Спектакль очень долго существует с «пониженной температурой». Мы вслушиваемся в ровные диалоги двух судейских (И. Иванов, В. Селезнев), решающих дело из эпизода «Правосудие». У Брехта каждой сцене предшествует зонг, поэтический эпиграф — назовите как угодно. Текст про суд, не звучащий в спектакле, как и другие зонги, открывающие смысл сцены, попал бы в яблочко, висящее на российской яблоне, с меткостью Вильгельма Телля:
Вот судьи, вот прокуроры.
Ими командуют воры:
Законно лишь то, что Германии впрок.
И судьи толкуют и ладят,
Пока весь народ не засадят
За проволоку, под замок.
Я пишу этот текст через неделю после 12 июня 2017 года, и всю эту неделю идут суды над людьми, арестованными неделю назад на несанкционированном митинге против коррупции. Я там тоже была. И видела, как полицейская «петля» загребает целую группу людей, в том числе случайных, и «волочет» ее к автозакам. И аресты шли тоже всю неделю. И под замком всю неделю сидят молодые люди — студенческая элита. И вот их судят такие же люди в серых пальто, что пьют пиво на авансцене слева… Они бытоподобны, но не психологичны, да я и не уверена, что в пьесе есть материал для серьезного психологизма, страх и отчаяние пока укрыты толстым ватным одеялом, и градус социальной и драматической тревоги в спектакле очень долго не поднимается. Его не поднимают и разговоры супругов Фурке, подозревающих, что сын пошел доносить на них, а я в это время думаю, что когда-то С. Власов и Н. Акимова были огневым дуэтом в «Братьях и сестрах», Лизкой и Егоршей.
Взбадривает все лишь парный конферанс двух «беженцев» (Калле — С. Курышев и Циффель — Т. Шестакова), клоунской пары «двух Брехтов» с сигарами во рту (она в «брехтовской» кожанке и кепке). Пат и Паташон, кабаретный дуэт, существующий в совершенно другом режиме, в режиме ироничных апартов вполне в духе традиционного Брехта. Курышев вяло и равнодушно жует остроты, отчего они становятся еще острее, Шестакова, накатывая на согласные, плакатно посылает их зрителям. И дальше, разрывая и монтируя и без того короткие сценки, режиссер будет перемещать внимание от столика к столику, от людей — к «Брехтам», иногда зажигая огни пивной и включая музыкальную группу Е. Серзина.

• _МАТЕРИАЛЫ_
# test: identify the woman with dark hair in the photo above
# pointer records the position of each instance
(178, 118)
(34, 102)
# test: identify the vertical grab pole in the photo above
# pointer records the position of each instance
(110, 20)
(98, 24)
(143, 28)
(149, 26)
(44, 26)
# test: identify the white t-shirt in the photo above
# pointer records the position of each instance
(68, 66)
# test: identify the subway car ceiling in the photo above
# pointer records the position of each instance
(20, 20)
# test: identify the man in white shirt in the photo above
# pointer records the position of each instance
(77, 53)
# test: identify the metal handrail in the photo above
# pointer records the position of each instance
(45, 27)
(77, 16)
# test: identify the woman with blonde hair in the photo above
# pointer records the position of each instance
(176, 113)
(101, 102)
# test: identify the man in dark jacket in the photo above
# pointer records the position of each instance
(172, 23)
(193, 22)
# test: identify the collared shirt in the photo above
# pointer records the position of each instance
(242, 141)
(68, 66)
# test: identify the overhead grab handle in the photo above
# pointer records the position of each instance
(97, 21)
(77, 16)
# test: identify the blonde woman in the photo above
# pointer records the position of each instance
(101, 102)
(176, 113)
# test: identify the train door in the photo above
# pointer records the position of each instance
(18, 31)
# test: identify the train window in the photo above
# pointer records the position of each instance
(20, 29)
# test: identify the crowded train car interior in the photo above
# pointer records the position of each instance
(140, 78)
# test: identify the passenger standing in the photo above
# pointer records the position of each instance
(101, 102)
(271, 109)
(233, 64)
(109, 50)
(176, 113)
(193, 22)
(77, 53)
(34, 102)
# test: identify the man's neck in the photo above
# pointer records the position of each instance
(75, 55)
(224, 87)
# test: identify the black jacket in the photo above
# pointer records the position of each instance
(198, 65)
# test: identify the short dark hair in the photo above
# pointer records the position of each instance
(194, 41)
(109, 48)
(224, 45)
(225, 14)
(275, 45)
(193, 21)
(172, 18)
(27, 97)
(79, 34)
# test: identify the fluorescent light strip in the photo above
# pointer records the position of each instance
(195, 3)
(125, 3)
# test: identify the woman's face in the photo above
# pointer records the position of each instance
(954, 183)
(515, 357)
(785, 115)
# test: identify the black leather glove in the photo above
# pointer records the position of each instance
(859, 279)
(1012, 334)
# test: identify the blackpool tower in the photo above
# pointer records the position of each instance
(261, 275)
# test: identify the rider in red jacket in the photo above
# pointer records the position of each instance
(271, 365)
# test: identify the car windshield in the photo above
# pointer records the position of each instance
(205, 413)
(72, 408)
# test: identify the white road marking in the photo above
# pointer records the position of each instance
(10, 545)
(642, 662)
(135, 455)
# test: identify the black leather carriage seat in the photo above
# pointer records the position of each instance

• _ЗАДАНИЯ_
• a. Перечислите всех исполнителей, чьи имена в рецензии на спектакль указаны в скобках.
• b. Перепишите отрывок рецензии от слов «Спектакль очень долго» до слов «судьи, вот прокуроры.» включительно и замените в нем «зонги» на «песни».
Для выполнения заданий используйте только рецензию.

• _ОТВЕТЫ К ЗАДАНИЯМ_
• a. И. Иванов, В. Селезнев, С. Курышев, Т. Шестакова

• b.
Спектакль очень долго существует с «пониженной температурой». Мы вслушиваемся в ровные диалоги двух судейских (И. Иванов, В. Селезнев), решающих дело из эпизода «Правосудие». У Брехта каждой сцене предшествует зонг, поэтический эпиграф — назовите как угодно. Текст про суд, не звучащий в спектакле, как и другие песни, открывающие смысл сцены, попал бы в яблочко, висящее на российской яблоне, с меткостью Вильгельма Телля:
Вот судьи, вот прокуроры.